### TASK REQUIREMENTS
Recast each line of the listing below as an item in a numbered list, skipping any blank lines and leaving the pictures out.

### LISTING

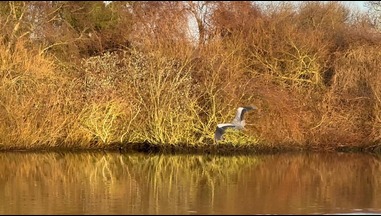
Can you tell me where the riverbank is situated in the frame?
[0,143,381,155]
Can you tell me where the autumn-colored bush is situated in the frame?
[0,2,381,149]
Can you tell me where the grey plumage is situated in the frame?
[214,106,257,143]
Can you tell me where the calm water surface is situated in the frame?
[0,152,381,214]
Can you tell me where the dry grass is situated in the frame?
[0,2,381,149]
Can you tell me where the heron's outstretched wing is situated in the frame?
[214,123,235,142]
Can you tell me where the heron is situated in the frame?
[214,106,257,143]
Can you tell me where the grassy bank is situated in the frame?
[0,2,381,152]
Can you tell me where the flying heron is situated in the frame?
[214,106,257,143]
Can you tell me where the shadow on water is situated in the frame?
[0,153,381,214]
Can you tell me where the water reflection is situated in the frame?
[0,153,381,214]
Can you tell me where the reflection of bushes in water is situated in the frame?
[0,153,258,201]
[0,153,381,213]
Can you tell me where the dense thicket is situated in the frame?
[0,1,381,149]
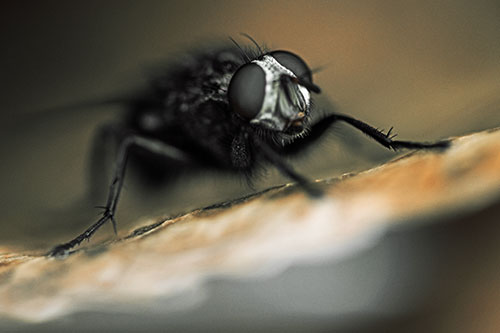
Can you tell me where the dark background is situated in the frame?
[0,0,500,249]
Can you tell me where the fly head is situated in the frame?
[228,51,320,135]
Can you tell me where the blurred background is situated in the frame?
[0,0,500,330]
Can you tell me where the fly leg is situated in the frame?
[282,114,450,155]
[48,135,191,257]
[255,139,323,198]
[327,114,450,150]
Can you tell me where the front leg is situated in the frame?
[282,114,450,155]
[47,135,191,257]
[254,138,323,198]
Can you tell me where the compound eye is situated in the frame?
[228,64,266,119]
[269,51,312,83]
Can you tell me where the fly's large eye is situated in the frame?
[269,51,312,83]
[228,64,266,119]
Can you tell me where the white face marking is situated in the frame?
[250,55,311,131]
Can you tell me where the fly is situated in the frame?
[49,35,449,257]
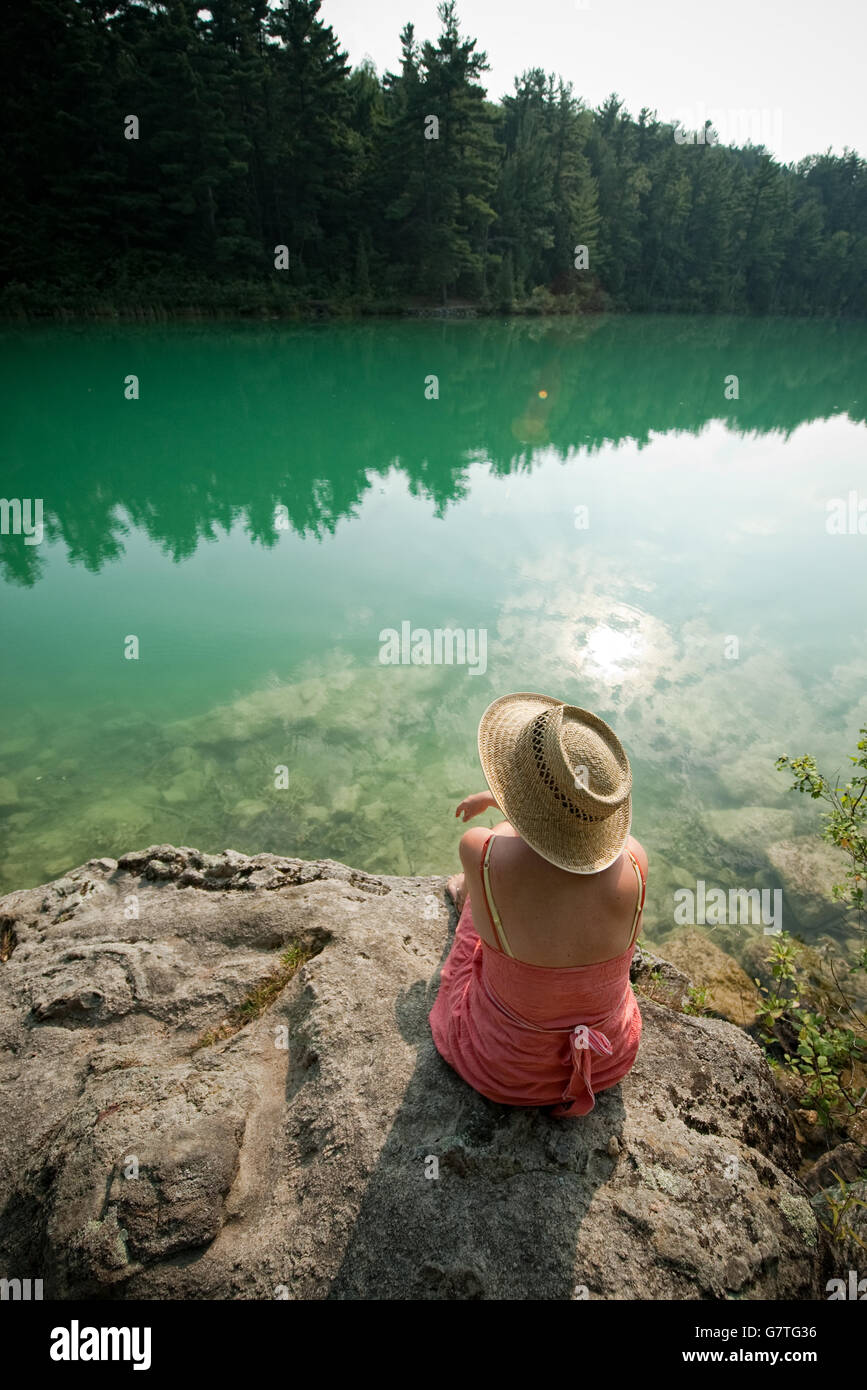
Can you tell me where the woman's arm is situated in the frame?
[454,791,503,821]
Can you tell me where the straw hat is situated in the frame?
[478,694,632,873]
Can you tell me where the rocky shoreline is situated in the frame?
[0,845,849,1300]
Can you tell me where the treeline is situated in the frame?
[0,0,867,316]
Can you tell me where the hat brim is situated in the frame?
[478,691,632,874]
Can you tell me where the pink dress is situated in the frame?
[429,835,646,1116]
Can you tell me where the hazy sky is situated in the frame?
[320,0,867,163]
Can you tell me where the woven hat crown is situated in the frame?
[515,705,632,821]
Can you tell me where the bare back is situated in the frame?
[460,824,647,967]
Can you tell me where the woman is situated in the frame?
[429,694,647,1115]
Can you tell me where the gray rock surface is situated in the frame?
[0,845,825,1300]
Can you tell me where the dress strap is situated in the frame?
[627,849,647,951]
[482,833,515,959]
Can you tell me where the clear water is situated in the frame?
[0,317,867,956]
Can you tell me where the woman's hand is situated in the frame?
[454,791,496,821]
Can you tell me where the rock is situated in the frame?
[803,1144,867,1193]
[653,927,761,1027]
[629,945,692,1009]
[767,835,849,937]
[811,1182,867,1273]
[0,845,827,1301]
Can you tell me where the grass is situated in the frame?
[190,941,315,1052]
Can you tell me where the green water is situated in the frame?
[0,317,867,933]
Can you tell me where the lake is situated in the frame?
[0,317,867,956]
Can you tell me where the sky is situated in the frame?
[320,0,867,164]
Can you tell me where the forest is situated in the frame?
[0,0,867,317]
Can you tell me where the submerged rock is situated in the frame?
[0,845,827,1300]
[653,927,767,1027]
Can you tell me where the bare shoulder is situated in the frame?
[459,826,490,869]
[627,835,647,878]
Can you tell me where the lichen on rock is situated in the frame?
[0,845,825,1300]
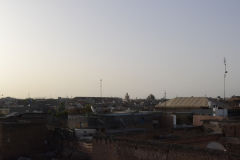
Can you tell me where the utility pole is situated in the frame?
[100,79,103,97]
[223,57,228,100]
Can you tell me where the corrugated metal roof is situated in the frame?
[156,97,208,108]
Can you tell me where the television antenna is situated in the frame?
[223,57,228,100]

### RESPONSE TO THIS TASK
1. Can you tell me where the riverbank is situated in the frame?
2. [0,143,381,155]
3. Can you tell me where the autumn-colored bush is situated in the frame?
4. [0,2,381,149]
5. Can you tell me where the grey plumage is situated in the frame?
6. [214,106,257,143]
7. Can you tell me where the calm water surface is situated in the frame?
8. [0,152,381,214]
9. Can you tell me where the dry grass is situated in the frame?
10. [0,2,381,149]
11. Can you tell me where the heron's outstretched wing is situated in the frame?
12. [214,123,235,142]
13. Can you tell me where the heron is situated in the frame?
14. [214,106,257,143]
15. Can you tell me where the grassy bank is situated in the frame?
16. [0,2,381,152]
17. Can you tell me where the flying heron is situated in the frame?
18. [214,106,257,143]
19. Can you tell me where the shadow on water is situated in the frame?
20. [0,153,381,214]
21. Can you tell me where the water reflection is situated in the frame?
22. [0,153,381,214]
23. Can you tell me where the reflection of bushes in water is situated in the frame?
24. [0,153,258,201]
25. [0,153,381,213]
26. Can you tell me where the dense thicket is situated in the frame?
27. [0,1,381,149]
28. Can you tell me where the dark background is situated in the frame?
29. [0,0,500,249]
30. Can you tell me where the fly head is situated in the frame?
31. [228,51,320,135]
32. Can you tell me where the blurred background is situated in the frame?
33. [0,0,500,330]
34. Can you tell me where the fly leg is situated in the frame?
35. [282,114,450,155]
36. [48,135,191,257]
37. [255,139,323,198]
38. [327,114,450,150]
39. Can you tell me where the front leg is situated in the frame?
40. [282,114,450,155]
41. [47,135,191,257]
42. [254,138,323,198]
43. Can you tell me where the compound eye is situated in the frame?
44. [228,64,266,119]
45. [269,51,312,83]
46. Can you tell me where the fly's large eye is situated in the frame?
47. [269,51,312,83]
48. [228,64,266,119]
49. Can you tell me where the white face marking is situated in the frame?
50. [250,55,311,131]
51. Can you tell me where the fly is situated in the frame?
52. [49,35,449,257]
53. Can you tell me where the woman's arm is situated in the frame?
54. [454,791,503,821]
55. Can you tell me where the straw hat is situated in the frame?
56. [478,694,632,873]
57. Can you tell me where the rocky shoreline is situated in the frame?
58. [0,845,849,1300]
59. Can you tell me where the treeline is situated in the frame?
60. [0,0,867,316]
61. Can you tell me where the hat brim is situated in the frame?
62. [478,691,632,874]
63. Can you tell me where the pink dress is situated in the frame?
64. [429,835,646,1116]
65. Can you tell me where the hazy sky is situated in the frame?
66. [320,0,867,163]
67. Can you tell me where the woven hat crown is situated in the frame?
68. [515,705,632,821]
69. Can you tell me where the bare back is situated in the frame?
70. [460,824,647,967]
71. Can you tell me where the woman is situated in the frame?
72. [429,694,647,1115]
73. Can you tell me where the gray rock surface is situated in the frame?
74. [0,845,825,1300]
75. Can you tell me where the dress strap is situated in the frame?
76. [627,849,647,951]
77. [482,833,515,959]
78. Can you tell me where the clear water is situated in the frame?
79. [0,317,867,956]
80. Can you tell me where the woman's hand is situated in the frame?
81. [454,791,496,821]
82. Can you tell me where the rock is situated in the frame?
83. [803,1144,867,1193]
84. [653,927,761,1027]
85. [629,945,692,1009]
86. [767,835,849,937]
87. [811,1182,867,1273]
88. [0,845,827,1301]
89. Can you tell me where the grass is situated in the frame?
90. [190,941,315,1052]
91. Can you tell me where the green water is situated in the frame?
92. [0,317,867,933]
93. Can you tell me where the lake is situated in the frame?
94. [0,317,867,956]
95. Can you tell me where the sky is situated in the frame?
96. [320,0,867,164]
97. Can you tell me where the forest is situated in the frame?
98. [0,0,867,317]
99. Can you tell me where the submerged rock is situated in the frame?
100. [0,845,827,1300]
101. [653,927,767,1027]
102. Can you tell me where the bare shoulder is situated in the frame?
103. [459,826,490,869]
104. [627,835,647,878]
105. Can you tell me where the lichen on rock is situated in the frame?
106. [0,845,825,1300]
107. Can you tell me where the utility pole is situated in the frame?
108. [100,79,103,97]
109. [223,57,228,100]
110. Can you tell me where the corrugated metal roof is situated in the frame?
111. [156,97,208,108]
112. Can you tell me where the television antenna is situated in the frame?
113. [223,57,228,100]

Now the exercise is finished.